▶ _TASK BRIEF_
Check the data underneath for lines holding the word "cloud", and state only how many you find.

#### SOURCE DATA

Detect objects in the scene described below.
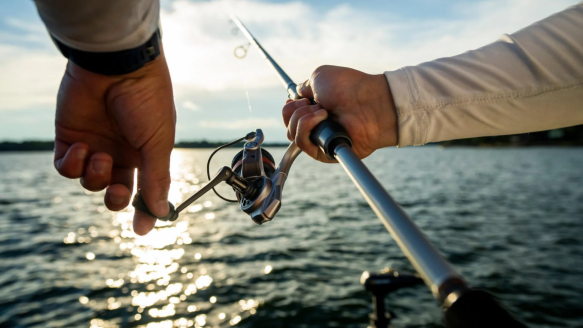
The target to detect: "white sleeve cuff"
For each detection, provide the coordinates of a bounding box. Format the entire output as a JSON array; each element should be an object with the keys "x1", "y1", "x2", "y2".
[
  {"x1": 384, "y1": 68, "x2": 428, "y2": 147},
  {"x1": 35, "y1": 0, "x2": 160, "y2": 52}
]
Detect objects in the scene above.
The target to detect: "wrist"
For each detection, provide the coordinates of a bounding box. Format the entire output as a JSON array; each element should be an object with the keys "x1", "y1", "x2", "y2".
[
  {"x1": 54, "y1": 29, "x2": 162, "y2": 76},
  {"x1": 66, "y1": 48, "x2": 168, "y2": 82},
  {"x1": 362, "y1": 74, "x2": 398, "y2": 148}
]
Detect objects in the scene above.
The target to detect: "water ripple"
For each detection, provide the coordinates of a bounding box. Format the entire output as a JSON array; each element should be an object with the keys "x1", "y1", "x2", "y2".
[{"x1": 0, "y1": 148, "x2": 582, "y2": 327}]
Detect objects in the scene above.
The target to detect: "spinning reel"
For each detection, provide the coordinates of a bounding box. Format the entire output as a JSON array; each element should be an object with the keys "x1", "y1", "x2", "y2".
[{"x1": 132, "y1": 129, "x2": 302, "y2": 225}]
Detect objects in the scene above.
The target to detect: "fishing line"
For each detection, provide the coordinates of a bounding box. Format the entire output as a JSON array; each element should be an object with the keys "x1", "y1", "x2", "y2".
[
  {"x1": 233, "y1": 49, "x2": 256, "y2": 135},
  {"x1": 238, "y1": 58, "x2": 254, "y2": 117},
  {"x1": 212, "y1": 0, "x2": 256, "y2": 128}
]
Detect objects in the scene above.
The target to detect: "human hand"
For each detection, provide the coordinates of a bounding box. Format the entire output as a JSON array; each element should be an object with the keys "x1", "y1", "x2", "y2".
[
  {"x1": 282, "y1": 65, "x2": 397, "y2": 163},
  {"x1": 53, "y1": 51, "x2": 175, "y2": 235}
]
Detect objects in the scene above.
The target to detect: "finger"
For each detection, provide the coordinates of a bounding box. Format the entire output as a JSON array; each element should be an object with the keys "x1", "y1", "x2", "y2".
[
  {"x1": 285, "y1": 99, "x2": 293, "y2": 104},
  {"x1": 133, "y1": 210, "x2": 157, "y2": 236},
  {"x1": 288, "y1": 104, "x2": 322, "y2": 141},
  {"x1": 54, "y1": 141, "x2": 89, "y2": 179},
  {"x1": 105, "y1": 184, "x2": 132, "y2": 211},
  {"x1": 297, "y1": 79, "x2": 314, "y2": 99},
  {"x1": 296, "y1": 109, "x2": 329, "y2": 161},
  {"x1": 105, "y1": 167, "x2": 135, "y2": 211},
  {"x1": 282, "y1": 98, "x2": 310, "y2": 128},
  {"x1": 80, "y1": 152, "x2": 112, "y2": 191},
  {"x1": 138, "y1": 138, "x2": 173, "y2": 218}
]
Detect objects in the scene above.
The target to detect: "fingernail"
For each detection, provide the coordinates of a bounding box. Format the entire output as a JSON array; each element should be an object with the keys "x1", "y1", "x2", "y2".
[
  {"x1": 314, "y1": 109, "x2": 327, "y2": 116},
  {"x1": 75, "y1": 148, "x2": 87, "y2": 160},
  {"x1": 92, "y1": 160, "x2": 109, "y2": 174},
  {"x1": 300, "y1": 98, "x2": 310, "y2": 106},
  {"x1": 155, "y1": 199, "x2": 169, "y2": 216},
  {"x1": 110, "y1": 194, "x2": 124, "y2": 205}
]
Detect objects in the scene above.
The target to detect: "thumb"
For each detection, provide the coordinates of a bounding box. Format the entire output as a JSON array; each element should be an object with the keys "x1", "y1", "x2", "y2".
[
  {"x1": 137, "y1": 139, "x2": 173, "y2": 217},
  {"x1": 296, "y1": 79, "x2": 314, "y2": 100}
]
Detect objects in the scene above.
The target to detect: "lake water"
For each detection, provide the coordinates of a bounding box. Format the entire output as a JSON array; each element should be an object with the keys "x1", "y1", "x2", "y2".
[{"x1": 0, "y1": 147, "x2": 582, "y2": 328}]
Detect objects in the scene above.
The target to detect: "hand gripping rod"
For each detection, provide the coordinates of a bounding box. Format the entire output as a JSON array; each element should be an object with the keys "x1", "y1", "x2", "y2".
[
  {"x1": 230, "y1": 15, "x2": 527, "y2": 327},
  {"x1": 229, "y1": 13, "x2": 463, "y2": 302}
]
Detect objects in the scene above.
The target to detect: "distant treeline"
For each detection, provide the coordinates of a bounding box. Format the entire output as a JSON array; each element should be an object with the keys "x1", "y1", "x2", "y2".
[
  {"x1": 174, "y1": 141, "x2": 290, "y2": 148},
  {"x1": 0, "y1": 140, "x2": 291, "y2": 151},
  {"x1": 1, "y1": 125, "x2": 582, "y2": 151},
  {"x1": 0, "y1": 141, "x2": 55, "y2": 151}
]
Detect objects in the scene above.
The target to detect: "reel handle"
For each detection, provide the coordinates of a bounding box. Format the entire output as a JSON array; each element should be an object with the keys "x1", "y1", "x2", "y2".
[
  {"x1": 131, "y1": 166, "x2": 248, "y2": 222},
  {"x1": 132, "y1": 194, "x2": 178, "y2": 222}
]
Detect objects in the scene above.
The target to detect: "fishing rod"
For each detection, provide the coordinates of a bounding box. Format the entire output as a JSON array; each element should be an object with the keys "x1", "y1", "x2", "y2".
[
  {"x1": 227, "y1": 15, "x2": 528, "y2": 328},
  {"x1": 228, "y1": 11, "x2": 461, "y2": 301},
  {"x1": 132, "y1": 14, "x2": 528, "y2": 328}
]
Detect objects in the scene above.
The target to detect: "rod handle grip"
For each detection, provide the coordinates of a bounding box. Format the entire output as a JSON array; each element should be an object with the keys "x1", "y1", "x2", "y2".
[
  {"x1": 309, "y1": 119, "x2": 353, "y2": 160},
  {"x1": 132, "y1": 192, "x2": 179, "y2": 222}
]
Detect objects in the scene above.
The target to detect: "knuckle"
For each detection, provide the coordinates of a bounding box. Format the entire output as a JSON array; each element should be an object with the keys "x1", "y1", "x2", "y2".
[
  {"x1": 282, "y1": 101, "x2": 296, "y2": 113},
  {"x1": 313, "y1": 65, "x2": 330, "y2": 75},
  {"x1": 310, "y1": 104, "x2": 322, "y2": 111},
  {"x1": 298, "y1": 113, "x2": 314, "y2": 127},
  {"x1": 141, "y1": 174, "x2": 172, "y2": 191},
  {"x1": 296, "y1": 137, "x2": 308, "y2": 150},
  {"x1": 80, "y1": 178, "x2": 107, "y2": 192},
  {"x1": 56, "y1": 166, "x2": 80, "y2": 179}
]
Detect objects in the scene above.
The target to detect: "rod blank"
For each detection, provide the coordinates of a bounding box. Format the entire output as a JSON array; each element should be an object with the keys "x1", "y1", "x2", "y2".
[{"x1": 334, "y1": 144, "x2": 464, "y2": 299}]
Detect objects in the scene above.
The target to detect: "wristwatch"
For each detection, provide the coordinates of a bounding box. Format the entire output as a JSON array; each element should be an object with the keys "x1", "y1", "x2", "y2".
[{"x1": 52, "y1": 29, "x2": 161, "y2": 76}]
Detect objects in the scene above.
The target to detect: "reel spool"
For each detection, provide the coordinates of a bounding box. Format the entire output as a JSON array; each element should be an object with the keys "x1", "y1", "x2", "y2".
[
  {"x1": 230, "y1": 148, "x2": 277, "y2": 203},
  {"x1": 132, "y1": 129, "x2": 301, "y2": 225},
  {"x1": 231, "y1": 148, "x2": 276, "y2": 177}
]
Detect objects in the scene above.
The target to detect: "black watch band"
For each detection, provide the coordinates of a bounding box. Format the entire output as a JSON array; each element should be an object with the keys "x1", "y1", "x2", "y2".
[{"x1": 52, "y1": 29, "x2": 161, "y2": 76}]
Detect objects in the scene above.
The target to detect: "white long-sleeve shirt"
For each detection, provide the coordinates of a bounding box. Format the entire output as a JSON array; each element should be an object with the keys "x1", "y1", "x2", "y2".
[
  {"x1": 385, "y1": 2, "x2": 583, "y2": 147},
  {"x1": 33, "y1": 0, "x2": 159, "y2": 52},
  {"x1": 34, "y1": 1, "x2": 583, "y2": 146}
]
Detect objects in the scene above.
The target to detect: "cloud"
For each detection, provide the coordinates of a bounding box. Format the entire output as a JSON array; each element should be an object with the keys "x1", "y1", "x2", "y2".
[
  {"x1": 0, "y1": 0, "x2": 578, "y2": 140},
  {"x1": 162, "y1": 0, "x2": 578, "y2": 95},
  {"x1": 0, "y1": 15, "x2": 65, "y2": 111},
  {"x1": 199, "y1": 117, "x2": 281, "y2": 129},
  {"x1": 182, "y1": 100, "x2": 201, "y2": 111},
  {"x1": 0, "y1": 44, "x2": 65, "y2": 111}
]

########
#### SOURCE DATA

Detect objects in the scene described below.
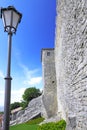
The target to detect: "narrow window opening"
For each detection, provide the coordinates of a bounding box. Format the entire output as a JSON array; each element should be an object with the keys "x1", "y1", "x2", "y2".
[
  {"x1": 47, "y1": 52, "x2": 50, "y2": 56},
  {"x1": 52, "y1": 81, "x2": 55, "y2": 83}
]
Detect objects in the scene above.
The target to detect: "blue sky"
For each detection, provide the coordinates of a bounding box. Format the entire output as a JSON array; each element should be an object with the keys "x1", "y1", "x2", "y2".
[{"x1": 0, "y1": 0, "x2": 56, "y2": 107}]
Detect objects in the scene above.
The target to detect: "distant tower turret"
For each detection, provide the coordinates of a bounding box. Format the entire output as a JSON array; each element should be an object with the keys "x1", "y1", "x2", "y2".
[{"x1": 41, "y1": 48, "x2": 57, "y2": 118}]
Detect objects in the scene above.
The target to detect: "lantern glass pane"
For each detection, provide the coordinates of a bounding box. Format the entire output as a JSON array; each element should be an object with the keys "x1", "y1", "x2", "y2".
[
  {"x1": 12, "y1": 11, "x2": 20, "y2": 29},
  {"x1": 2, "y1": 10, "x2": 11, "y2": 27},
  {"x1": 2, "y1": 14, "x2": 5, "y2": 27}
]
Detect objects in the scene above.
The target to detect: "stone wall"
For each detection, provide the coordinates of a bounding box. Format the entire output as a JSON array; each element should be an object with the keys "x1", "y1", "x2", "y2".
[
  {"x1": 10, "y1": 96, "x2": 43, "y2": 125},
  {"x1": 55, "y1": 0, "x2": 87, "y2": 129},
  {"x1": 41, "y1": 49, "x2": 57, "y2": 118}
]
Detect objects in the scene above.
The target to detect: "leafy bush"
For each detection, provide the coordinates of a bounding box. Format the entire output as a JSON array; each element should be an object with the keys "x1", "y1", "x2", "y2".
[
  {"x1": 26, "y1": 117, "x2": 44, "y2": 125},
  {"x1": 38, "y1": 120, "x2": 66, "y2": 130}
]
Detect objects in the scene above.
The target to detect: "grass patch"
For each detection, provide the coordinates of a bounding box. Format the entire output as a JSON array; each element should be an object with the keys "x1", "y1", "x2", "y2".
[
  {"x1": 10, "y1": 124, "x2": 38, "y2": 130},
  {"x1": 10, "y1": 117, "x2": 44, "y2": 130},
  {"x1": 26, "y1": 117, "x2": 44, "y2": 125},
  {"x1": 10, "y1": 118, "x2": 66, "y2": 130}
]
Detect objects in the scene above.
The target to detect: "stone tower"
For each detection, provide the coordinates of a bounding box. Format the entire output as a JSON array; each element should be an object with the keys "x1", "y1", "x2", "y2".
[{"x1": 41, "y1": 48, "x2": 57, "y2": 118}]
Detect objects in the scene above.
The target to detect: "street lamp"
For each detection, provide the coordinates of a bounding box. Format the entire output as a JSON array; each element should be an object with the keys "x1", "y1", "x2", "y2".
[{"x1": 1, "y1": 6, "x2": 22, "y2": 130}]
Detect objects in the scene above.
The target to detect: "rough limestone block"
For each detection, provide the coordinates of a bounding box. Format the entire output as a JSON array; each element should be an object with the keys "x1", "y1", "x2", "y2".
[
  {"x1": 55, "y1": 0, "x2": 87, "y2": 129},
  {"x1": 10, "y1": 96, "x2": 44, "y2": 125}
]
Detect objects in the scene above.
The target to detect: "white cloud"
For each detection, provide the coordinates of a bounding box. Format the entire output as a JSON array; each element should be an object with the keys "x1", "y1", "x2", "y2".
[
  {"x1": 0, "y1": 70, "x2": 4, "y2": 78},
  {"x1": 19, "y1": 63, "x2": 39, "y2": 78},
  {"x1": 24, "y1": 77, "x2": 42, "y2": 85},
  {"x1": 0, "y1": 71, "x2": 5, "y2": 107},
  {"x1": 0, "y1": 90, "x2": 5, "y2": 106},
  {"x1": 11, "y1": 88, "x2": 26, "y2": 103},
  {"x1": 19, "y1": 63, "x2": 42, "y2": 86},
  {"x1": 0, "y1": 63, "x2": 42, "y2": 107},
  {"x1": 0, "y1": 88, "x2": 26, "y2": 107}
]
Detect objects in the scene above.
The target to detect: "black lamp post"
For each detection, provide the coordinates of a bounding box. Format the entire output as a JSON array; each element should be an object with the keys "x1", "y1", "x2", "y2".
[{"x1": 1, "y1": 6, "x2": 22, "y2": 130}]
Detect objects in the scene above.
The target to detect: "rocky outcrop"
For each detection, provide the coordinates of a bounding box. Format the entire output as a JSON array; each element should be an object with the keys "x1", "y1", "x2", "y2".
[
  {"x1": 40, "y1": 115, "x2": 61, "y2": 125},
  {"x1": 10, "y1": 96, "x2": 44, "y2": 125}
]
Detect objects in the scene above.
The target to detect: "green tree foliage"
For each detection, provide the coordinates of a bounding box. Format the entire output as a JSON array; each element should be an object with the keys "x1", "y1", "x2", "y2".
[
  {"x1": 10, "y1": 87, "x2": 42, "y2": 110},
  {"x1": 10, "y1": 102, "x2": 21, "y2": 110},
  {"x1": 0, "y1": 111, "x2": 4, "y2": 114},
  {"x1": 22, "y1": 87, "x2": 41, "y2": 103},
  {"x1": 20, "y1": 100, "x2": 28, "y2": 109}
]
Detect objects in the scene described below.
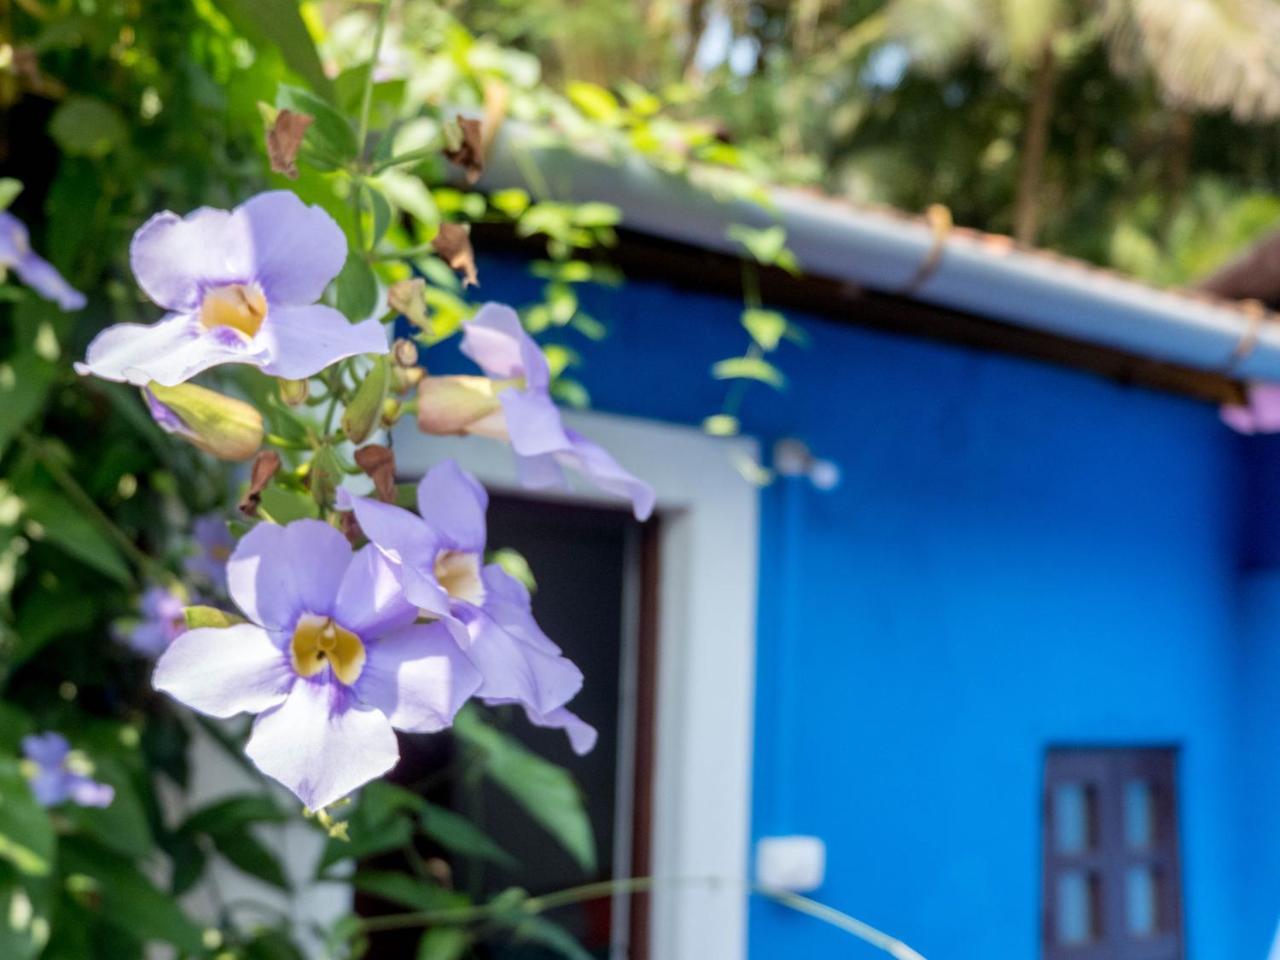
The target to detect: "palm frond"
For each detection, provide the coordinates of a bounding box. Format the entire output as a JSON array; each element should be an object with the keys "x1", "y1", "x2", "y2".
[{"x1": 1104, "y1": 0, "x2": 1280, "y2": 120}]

########

▶ _FINISHED TASK_
2